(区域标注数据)
·····
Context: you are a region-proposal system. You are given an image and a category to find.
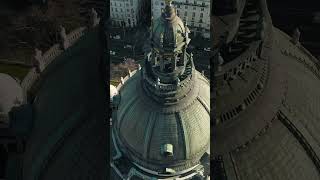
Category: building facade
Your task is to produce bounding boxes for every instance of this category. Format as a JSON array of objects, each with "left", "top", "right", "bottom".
[
  {"left": 110, "top": 0, "right": 141, "bottom": 27},
  {"left": 151, "top": 0, "right": 210, "bottom": 38}
]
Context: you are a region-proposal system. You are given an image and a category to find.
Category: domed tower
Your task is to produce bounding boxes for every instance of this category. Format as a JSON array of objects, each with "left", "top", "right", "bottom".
[
  {"left": 111, "top": 1, "right": 210, "bottom": 179},
  {"left": 211, "top": 0, "right": 320, "bottom": 180}
]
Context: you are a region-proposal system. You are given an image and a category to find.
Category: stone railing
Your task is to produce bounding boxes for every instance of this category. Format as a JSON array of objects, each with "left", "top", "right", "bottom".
[
  {"left": 21, "top": 68, "right": 40, "bottom": 94},
  {"left": 0, "top": 112, "right": 9, "bottom": 127},
  {"left": 21, "top": 9, "right": 100, "bottom": 101}
]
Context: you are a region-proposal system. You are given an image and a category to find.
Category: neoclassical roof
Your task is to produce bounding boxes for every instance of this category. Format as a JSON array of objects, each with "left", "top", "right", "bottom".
[{"left": 0, "top": 73, "right": 23, "bottom": 113}]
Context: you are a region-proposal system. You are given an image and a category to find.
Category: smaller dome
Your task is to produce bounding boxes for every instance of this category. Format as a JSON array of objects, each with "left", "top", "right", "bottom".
[
  {"left": 110, "top": 85, "right": 118, "bottom": 101},
  {"left": 0, "top": 73, "right": 23, "bottom": 122}
]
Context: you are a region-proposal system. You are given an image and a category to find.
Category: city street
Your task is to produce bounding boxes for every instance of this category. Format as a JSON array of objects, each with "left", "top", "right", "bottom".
[{"left": 110, "top": 26, "right": 148, "bottom": 64}]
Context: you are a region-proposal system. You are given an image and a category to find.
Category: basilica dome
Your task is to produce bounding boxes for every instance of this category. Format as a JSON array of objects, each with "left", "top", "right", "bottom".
[{"left": 113, "top": 0, "right": 210, "bottom": 178}]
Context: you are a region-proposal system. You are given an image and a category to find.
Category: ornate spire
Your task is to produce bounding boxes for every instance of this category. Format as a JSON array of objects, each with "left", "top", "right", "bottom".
[{"left": 143, "top": 0, "right": 194, "bottom": 102}]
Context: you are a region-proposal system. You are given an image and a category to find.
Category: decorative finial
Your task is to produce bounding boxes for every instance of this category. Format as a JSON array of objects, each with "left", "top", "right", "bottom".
[
  {"left": 165, "top": 0, "right": 172, "bottom": 6},
  {"left": 60, "top": 26, "right": 69, "bottom": 50},
  {"left": 33, "top": 48, "right": 42, "bottom": 73},
  {"left": 292, "top": 28, "right": 301, "bottom": 45},
  {"left": 90, "top": 8, "right": 100, "bottom": 27},
  {"left": 120, "top": 77, "right": 124, "bottom": 84}
]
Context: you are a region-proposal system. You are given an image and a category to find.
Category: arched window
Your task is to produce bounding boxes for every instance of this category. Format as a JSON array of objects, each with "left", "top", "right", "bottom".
[{"left": 211, "top": 0, "right": 237, "bottom": 16}]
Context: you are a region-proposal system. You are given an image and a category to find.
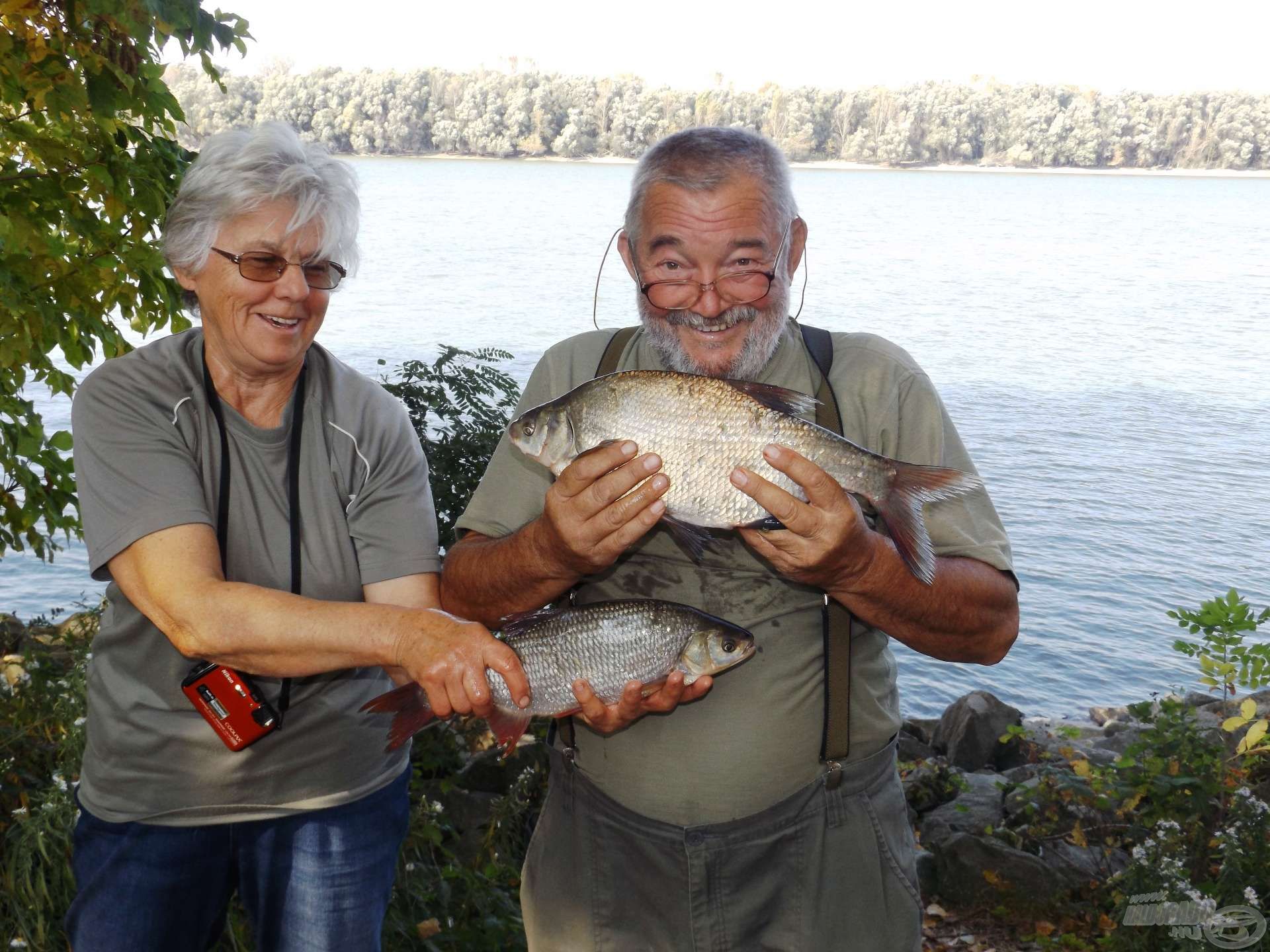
·····
### 任务说明
把上面的数据逐行照抄出来，一行不漏，图片不要放进答案。

### 最终结果
Context: you are a region-proposal system. You are given an image and a category to find.
Category: building facade
Your task is to produce bounding boxes for every instance of this category. Format as a JSON array of objects, each with "left", "top", "right", "bottom".
[
  {"left": 110, "top": 0, "right": 141, "bottom": 27},
  {"left": 151, "top": 0, "right": 210, "bottom": 38}
]
Context: you are a region-proposal system. You are given an image and a category to find.
Category: domed tower
Your task is to produce bounding boxes for every instance of this category. Format as a JSON array of objects, each with "left", "top", "right", "bottom".
[
  {"left": 111, "top": 1, "right": 210, "bottom": 179},
  {"left": 211, "top": 0, "right": 320, "bottom": 180}
]
Context: you are a region-proposal system. You are given an image and a category to find.
Category: stone railing
Your task is to produce bounding boxes for every instance of this category. Format as a JSON array of objects, each with "left", "top", "right", "bottom".
[
  {"left": 21, "top": 68, "right": 40, "bottom": 94},
  {"left": 0, "top": 112, "right": 9, "bottom": 127},
  {"left": 21, "top": 9, "right": 100, "bottom": 101}
]
Context: you are a region-proposal system. You are given an image and a category to find.
Category: neoclassical roof
Your task is to produce bounding boxes for every instance of this category. Format as a JSON array of objects, each with "left", "top", "right", "bottom".
[{"left": 0, "top": 73, "right": 23, "bottom": 113}]
Context: you are a region-proposal system. You are given an image and a category to find.
Category: smaller dome
Your task is to produce bounding boxes for every instance of this category. Format as a JSON array of objects, each with "left", "top", "right", "bottom".
[
  {"left": 110, "top": 85, "right": 118, "bottom": 101},
  {"left": 0, "top": 73, "right": 23, "bottom": 122}
]
Context: you are a region-proposal system. You are given an image and a category to find.
Category: city street
Your task is to produce bounding boxes for every instance of this category. Format as a JSON array of objects, each with "left", "top", "right", "bottom".
[{"left": 110, "top": 26, "right": 148, "bottom": 64}]
Context: you are a region-proposal system. You are given an image and a category to find.
Category: basilica dome
Your task is to produce bounding boxes for every instance of this category. Format as a JSON array of objects, each with "left", "top", "right", "bottom".
[{"left": 113, "top": 0, "right": 210, "bottom": 178}]
Context: you are a region-proposal system. You are given an image and a category to find.
Category: ornate spire
Your task is to produce bounding boxes for every instance of this category. Format as a JSON array of objects, each with "left", "top", "right", "bottom".
[{"left": 143, "top": 0, "right": 194, "bottom": 102}]
Context: you are a region-proposal system. You are given an image and a category to find.
Category: decorative finial
Your task is to produce bounding boxes for every instance of this category. Format as a JSON array of objects, each with "left", "top", "right", "bottom".
[
  {"left": 165, "top": 0, "right": 172, "bottom": 6},
  {"left": 60, "top": 26, "right": 69, "bottom": 50},
  {"left": 33, "top": 48, "right": 42, "bottom": 73},
  {"left": 292, "top": 28, "right": 301, "bottom": 45},
  {"left": 90, "top": 8, "right": 100, "bottom": 27},
  {"left": 120, "top": 77, "right": 124, "bottom": 84}
]
Context: you are a region-proposal system. You are given an image and a category to find.
Category: arched window
Your task is to produce bounding boxes for every instance of this category. Format as a JSON array of objects, each with "left", "top", "right", "bottom".
[{"left": 211, "top": 0, "right": 237, "bottom": 16}]
Context: you are a region-proposal system. You are given an image and a category to find.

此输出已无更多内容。